Task set:
- a) Reproduce a passage from the PGAP-X setup guide verbatim, beginning at the words "Figure 3.4.1 miss" and stopping after "ComparativeGenomicTool Lite Launcher.".
- b) Answer these questions using the PGAP-X setup guide:
(i) What are the names of the two sub-folders the workspace must contain?
(ii) Which folder in the workspace does the guide allow you to delete?
(iii) Under which operating system were the figures for choosing the workspace made?

Supplied text section start

3. Get Start

Before launch PGAP-X, you need a workspace.

3.1. Create Your Workspace

  A workspace is a file folder. You create a folder in your personal computer's disk whereever you want. And name this specific folder whatever you want. Let's say: "WorkDirectoryExample", and this is our "workspace".
  Pay attention, this workspace should contain Two sub-folders, which means you should create Two specific sub-folders in your workspace, and their name is specific:

  • GenomeSequence
  • GenomeAnnotation
  • Genome sequence in Fasta file format should be placed in GenomeSequence fold. Genome annotation file in GFF format should be placed in GenomeAnnotation fold.

    Be sure to Create These Two Folders with exact name above.

    Figure 3.1.1 miss
    Figuer 3.1.1: The Two folders you should create by yourself

    Figure 3.1.1 shows the two folders you should create in your workspace, and if you start to run the tool, you will find some new folders in your workspace, as you can see in Figure 3.1.2, which are create by the tool.

    Please do NOT try to delete or remove any folder or file if you don't understant its function,
    unless the TemporaryData folder, in which there are only some "temporary data" created during computing.

    Figure 3.1.2 miss
    Figuer 3.1.2: Some other folders you will see in your workspace
    Do not try to delete them.

    3.2. Choose Species You Want To Analyze

    The next step is to find species you want to analyze. Here we are interested in 6 strains of Streptococcus pneumonia, which are:

  • NC_012467
  • NC_012468
  • NC_012469
  • NC_014251
  • NC_014494
  • NC_014498
  • We will use data of these 6 genome for following analysis.

    3.3. Prepare Genome Sequence Data

    Genome Sequence Data is basic data for comparative genomic analysis.

    We accept FASTA format(see FASTA format in wikipedia), which you can download directly from NCBI. You should put all the genome annotation data into file folder "GenomeSequence"

    3.4. Prepare Genome Annotation Data

    We accept NCBI PTT File Format of genome annotation, this file is a text file that contains a tab-delimited table with information on location, annotation, COG families, locus tags, GI numbers, Length and Gene symbols. The specific headers follow the order given in the example as per NCBI as of 2009.

    Figure 3.4.1 miss
    Figuer 3.4.1: Sample PTT File of NC_012467, download from NCBI.

    You should put all the genome annotation data into file folder "GenomeAnnotation".

    3.5. Choose Your Workspace

    Now it's time to start PGAP-X, the Main interface is called & PGAP-X Lite Launcher", the following figuers are made under Windows 7 system.

    Figure 3.5.1 miss
    Figuer 3.5.1 ComparativeGenomicTool Lite Launcher.

    Click "Get Start" Button, and choose the folder of your workspace, if you follow formal directions, you will see a interface like Figuer 3.5.2.

    Figure 3.5.2 miss
    Figuer 3.5.2 Get Start(functional modules are not available).
    You can see the directory of your workspace you have chosen, click button "Change Workspace", and you can change your workspace. The six genome you have put have already present in the left size, you can exclude any genome you do not want to analysis, click button "Start" and you can start following analysis. You will see the functional modules are available, like Figure 3.5.3.
    Figure 3.5.3 miss
    Figuer 3.5.2 Functional modules available.

    Anytime you want to change your workspace, click button "Get Start".

    Please be advised that PGAP-X only accept file path containting English letter, numbers, ".", "/", "\", "_", "-" and blank space.

Supplied text section end
Recorded data section start

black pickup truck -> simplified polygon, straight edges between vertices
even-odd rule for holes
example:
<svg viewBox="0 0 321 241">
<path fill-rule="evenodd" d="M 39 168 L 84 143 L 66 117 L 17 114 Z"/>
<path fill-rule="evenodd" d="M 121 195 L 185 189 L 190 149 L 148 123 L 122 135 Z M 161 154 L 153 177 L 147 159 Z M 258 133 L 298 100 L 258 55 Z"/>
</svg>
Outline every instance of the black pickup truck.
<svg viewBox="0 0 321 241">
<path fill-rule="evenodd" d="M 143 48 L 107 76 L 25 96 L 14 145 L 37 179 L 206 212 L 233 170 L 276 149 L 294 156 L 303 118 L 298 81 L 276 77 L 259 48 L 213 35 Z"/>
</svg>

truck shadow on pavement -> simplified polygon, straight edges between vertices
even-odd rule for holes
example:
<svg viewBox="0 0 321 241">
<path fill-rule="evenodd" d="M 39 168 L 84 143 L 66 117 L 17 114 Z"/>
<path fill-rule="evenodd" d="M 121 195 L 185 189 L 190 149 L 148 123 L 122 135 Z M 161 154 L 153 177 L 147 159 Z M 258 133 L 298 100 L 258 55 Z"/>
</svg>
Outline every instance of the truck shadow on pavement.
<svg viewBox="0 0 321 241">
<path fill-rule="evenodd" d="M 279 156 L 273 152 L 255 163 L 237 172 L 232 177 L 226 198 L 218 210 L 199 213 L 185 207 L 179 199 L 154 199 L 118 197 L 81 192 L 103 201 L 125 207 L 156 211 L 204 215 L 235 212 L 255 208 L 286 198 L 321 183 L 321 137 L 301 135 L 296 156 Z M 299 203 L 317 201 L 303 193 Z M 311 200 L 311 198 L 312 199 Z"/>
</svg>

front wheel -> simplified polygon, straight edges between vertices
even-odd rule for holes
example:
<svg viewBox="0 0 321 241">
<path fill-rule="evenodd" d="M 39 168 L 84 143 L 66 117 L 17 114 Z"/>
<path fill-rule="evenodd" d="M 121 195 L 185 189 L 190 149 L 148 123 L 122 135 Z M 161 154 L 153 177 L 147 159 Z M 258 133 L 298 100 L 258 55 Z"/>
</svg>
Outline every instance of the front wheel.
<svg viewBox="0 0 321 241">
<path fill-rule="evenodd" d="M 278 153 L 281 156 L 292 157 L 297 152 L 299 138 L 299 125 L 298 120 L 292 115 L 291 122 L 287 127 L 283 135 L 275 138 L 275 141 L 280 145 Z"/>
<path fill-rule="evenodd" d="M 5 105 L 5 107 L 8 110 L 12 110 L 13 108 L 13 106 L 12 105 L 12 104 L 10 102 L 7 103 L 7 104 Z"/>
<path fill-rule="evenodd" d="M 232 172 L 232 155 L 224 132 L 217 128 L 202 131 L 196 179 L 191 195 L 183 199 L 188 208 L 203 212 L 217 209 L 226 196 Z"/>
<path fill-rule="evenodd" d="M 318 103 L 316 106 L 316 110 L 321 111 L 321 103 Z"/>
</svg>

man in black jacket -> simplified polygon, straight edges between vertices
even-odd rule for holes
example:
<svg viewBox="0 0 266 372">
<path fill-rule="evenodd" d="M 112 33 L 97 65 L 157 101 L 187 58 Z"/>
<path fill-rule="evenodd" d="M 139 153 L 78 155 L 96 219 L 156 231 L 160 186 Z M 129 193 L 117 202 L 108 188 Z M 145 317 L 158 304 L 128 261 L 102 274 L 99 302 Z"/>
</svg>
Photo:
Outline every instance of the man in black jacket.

Recorded data section end

Outputs for the tasks:
- a)
Figure 3.4.1 miss
    Figuer 3.4.1: Sample PTT File of NC_012467, download from NCBI.

    You should put all the genome annotation data into file folder "GenomeAnnotation".

    3.5. Choose Your Workspace

    Now it's time to start PGAP-X, the Main interface is called & PGAP-X Lite Launcher", the following figuers are made under Windows 7 system.

    Figure 3.5.1 miss
    Figuer 3.5.1 ComparativeGenomicTool Lite Launcher.

- b)
(i) GenomeSequence and GenomeAnnotation
(ii) The TemporaryData folder
(iii) Windows 7